● The problem
Reproduce the passage of the Organic Intensives text that starts at "Michigan Organic Food" and ends at "farmers and gardeners.".

───── Supplied text

Michigan Organic Food and Farming Alliance
Organic Intensives are an opportunity to acquire practical, detailed information over the course of a day with fellow Michigan farmers and gardeners.
Choose one of three learning tracks:
1. Innovative Ecological Farming and Growing with Helen Atthowe, author of The Ecological Farm: A Minimalist No-Till, No-Spray, Selective-Weeding, Grow-Your-Own-Fertilizer System for Organic Agriculture. Helen will share her profound insights from 35 years of farming and land stewardship. Local presenters Brittney Rooney of Beaverland Farm in Detroit and Nate Lada of Green Things Collective Farm in Ann Arbor will build on Helen’s concepts and practical techniques with their own real-life examples. You’ll walk out of the session with a new understanding of growing spaces as living systems and a list of DIY techniques to implement in your own unique environment.
2. Building a Just and Equitable Seed Community This intensive will offer some basic hands on skills to the beginner and enhance the tool kit for more advanced seed savers and growers. Shiloh Maples, an Anishinaabe community organizer, seed keeper and story teller, will present on Seed Matriation and Seed Ethics. Amy Newday, with support from others, will focus on beginning and advanced seed saving techniques. Erica Kempter and Mike Levine of Nature and Nurture Seeds, will share about their breeding projects and the need for high quality organic seed. They will navigate us through the process of growing seed for them or other small seed companies. Michael Lordon, Midwest organizer and educator, for the Organic Seed Alliance, will speak to the OSA’s ongoing efforts to breed open pollinated varieties suited for low input organic growing systems. The day will also include a session on best practice seed cleaning techniques and a panel roundtable discussion on enhancing the seed community.

──────────
───── Extracted records

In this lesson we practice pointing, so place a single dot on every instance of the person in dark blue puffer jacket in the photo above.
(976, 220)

──────────
───── Extracted records

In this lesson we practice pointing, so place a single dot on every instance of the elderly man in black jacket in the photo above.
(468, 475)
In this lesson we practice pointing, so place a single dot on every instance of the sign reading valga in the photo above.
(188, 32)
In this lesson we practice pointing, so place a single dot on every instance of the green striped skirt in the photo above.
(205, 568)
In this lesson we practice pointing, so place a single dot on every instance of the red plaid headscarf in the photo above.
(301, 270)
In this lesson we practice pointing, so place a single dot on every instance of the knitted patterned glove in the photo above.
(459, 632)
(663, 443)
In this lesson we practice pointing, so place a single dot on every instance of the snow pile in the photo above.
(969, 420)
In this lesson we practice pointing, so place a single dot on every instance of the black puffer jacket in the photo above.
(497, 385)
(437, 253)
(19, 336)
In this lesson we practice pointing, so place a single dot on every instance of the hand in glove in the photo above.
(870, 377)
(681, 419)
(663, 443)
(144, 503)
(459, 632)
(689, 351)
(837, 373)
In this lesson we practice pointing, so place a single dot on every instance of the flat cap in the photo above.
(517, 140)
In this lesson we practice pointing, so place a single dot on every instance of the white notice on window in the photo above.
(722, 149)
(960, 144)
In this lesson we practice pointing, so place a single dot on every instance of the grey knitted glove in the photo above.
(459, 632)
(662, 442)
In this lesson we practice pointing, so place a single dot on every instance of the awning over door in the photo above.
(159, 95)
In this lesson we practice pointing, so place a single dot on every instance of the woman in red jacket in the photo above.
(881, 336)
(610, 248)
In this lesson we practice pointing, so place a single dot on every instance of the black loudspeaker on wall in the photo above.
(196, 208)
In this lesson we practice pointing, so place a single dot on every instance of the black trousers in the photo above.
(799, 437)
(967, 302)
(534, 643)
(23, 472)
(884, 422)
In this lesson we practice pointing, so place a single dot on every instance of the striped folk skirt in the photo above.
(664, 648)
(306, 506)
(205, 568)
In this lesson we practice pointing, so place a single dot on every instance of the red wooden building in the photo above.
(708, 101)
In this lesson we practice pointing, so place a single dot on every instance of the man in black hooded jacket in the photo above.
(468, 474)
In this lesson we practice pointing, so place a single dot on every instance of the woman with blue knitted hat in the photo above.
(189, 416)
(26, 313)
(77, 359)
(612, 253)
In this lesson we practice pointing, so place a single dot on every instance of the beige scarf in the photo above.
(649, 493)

──────────
───── Extracted records

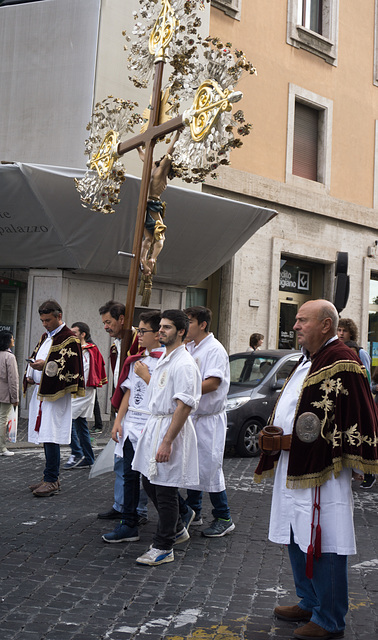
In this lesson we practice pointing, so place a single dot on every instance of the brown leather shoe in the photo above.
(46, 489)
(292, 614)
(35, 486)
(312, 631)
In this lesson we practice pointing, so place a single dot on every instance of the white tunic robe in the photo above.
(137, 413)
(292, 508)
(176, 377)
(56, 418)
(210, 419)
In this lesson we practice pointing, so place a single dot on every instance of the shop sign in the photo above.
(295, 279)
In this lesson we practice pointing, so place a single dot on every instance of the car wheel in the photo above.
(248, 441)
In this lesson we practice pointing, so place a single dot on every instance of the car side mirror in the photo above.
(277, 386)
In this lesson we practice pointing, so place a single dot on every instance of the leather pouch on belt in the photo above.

──────────

● Your solution
Michigan Organic Food and Farming Alliance
Organic Intensives are an opportunity to acquire practical, detailed information over the course of a day with fellow Michigan farmers and gardeners.